**Bloco de texto:**
----------
Hoje,
o mundo conhece, via de regra, dois tipos de “migrações”. Uma carregada de dor,
outra de prazer. O problema é que a primeira é de mais e, a segunda, de
menos.
O
primeiro movimento diz respeito ao terreno pantanoso e as águas turbulentas das migrações
forçadas. O desenvolvimento desigual e combinado imposto pelo capitalismo,
gerou desigualdades regionais tão colossais que colocam uma grande massa social
em fuga frenética por medo do Estado islâmico, de Assad, da Al qaeda, do Boko
Haram, da fome, da peste, do desemprego, enfim de todo tipo de mazela
capitalista. Erguer barreiras à livre circulação de pessoas é bastante
emblemático de um tempo imerso na névoa sinistra do obscurantismo, da
intolerância e da ignorância, apesar de tantas invenções tecnológicas e
condições para se elevar o nível de consciência. Fluxos liberados mesmo são as
coisas, a saber, mercadorias e capitais. O mar mediterrâneo, estratégico para
uma globalização verdadeiramente solidária do porvir – por se localizar entre
três continentes - se transformou num
grande calvário para as populações africanas e asiáticas que tentam chegar a
Europa fugindo da guerra e do terror da miséria implantados em seus continentes
pelos colonizadores e imperialistas ocidentais. Não sendo um entrave
suficiente, os fascistas já estão erguendo cercas para conter o avanço dos
“novos bárbaros”, estes “seres inferiores”, que pretendem, conforme alguns
europeus, avançar sobre Berlim, Paris,
Londres... e “roubar” não apenas empregos, mas o status quo e promover uma
islamização na terra dos entusiastas da suástica. É a maior onda imigratória
desde a segunda grande guerra, com potencial para ser uma diáspora sem
precedentes.
O
segundo tipo de movimento migratório é o do prazer. Existe para a maioria dos
humanos apenas como uma potencialidade. Quase todas as pessoas que migram o
fazem por medo e/ou sofrimento, quando deveria ser por prazer e fruição de tudo
que é belo e gostoso na face da Terra.
Viajar - longe de qualquer consumismo pernicioso - é uma das formas mais sábias de uso do
espaço-tempo devido aos prazeres inscritos na contemplação da paisagem, na
exploração dos costumes e da culinária, bem como no mergulho nos meandros
incríveis dos lugares deste planeta. Viajar ficou ainda mais imperativo se
considerarmos nosso alucinante ganho de velocidade: andávamos a 16 km/h num
barco a vela no longínquo 1500, hoje passeamos a 1100km/h num avião ou
trem-bala. Não dá nem preguiça. Mas, e as condições materiais para isso? Estudos
recentes mostram que, em face do avanço tecnológico e da ampliação da
produtividade média, nada justifica uma jornada de trabalho semanal superior a
10 horas. Reduzir a jornada sem reduzir salários significaria mais tempo livre
para a satisfação pessoal em atividades culturais, esportivas, de lazer e
...para viajar.
----------
**Dados registrados:**
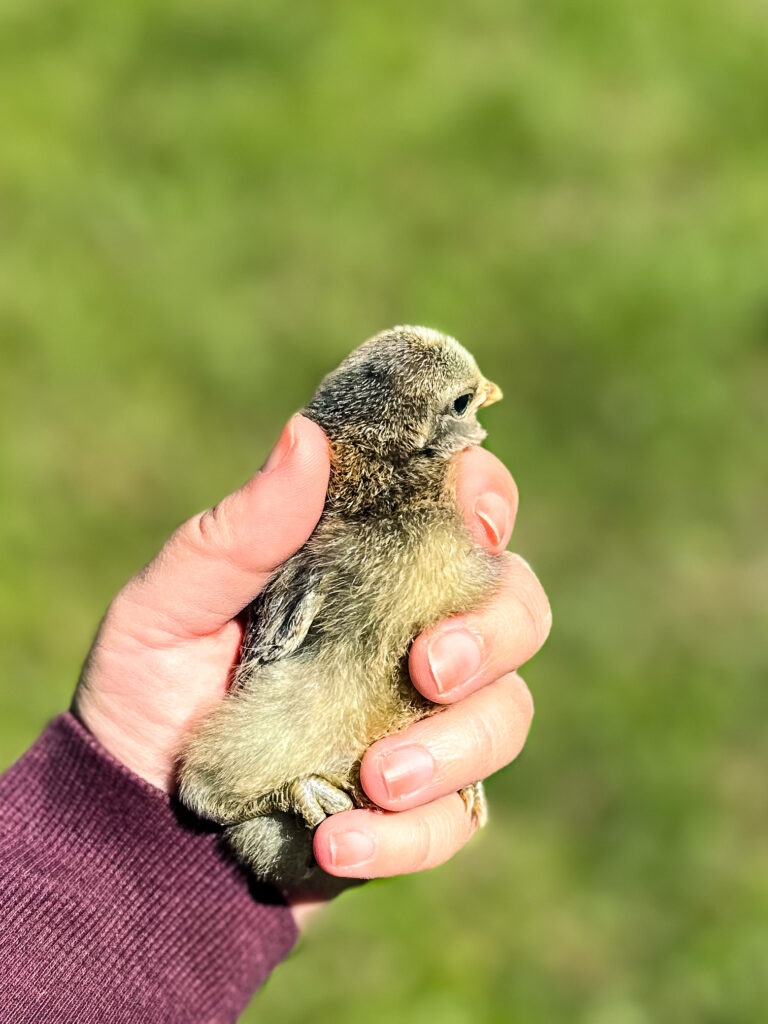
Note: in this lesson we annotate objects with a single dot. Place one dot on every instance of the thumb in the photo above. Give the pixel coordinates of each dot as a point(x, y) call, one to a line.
point(216, 562)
----------
**Tarefas do exercício:**
**1.** Traduza para o inglês esta frase do texto sobre migrações: “Fluxos liberados mesmo são as coisas, a saber, mercadorias e capitais.”
**2.** Escreva uma continuação para o texto sobre migrações a partir do ponto em que ele termina.
As linhas são um material à parte, sem relação com o texto sobre migrações.

**Respostas do exercício:**
**1.** The truly free flows are things, namely goods and capital.

**2.**
Para
o “movimento migratório do sofrimento”, parte da solução é atacar a origem do problema: os europeus poderiam começar a pagar a dívida monumental que tem
em relação aos asiáticos, aos latino-americanos e, sobretudo, aos africanos. Ou
não se lembram mais do ouro e toda sorte de riquezas minerais e matérias-primas
roubadas nestes continentes? Para a África, a mudança tem que ser estrutural,
mas um bom começo poderia ser assim: aumentem o número de refeições ao invés de
munições; ampliem as doses de remédios no lugar de bombardeios; mais flores e
luzes e menos armas e breus.... Contudo, os europeus, devem receber quem quiser
entrar, agora os refugiados estão desorganizados e mansos, mas um dia poderão
cobrar a dívida de forma menos diplomática.
Para
intensificar a “migração do prazer”, a solução é também semelhante: a partilha
da materialidade erguida por bilhões de braços espoliados, esfomeados e
massacrados pela tirania do capital. Abaixo o império da exploração e da
opressão, porque coisas podem ser imobilizadas, fixadas no chão. Humanos não
podem, são soltos, voam no infinito, são dotados do livre arbítrio e podem
fluir, num movimento anárquico de realização das possibilidades que o desenvolvimento
das forças produtivas geram.
Não
faz sentido algum a existência de legislações que limitam o movimento de seres humanos.
Movimentar para qualquer direção, em qualquer sentido, é um direito humano. A
liberdade primordial é a liberdade do movimento, nos ensina Paul Virilio. O ato
de espacializar é uma prerrogativa básica das sociedades, uma condição humana.
A “migração do prazer” para poucos e a “migração do sofrimento” para muitos,
são expressões contraditórias de uma mesma forma capitalista de organizar a
vida (e a morte). O triunfo da “migração do prazer”, isto é, sua efetivação
para amplas parcelas da sociedade global ressuscitaria um vestígio de amor no
mundo. Seremos melhores quando um rio, um mar, enfim, uma fronteira servir para
aproximar e não para segregar.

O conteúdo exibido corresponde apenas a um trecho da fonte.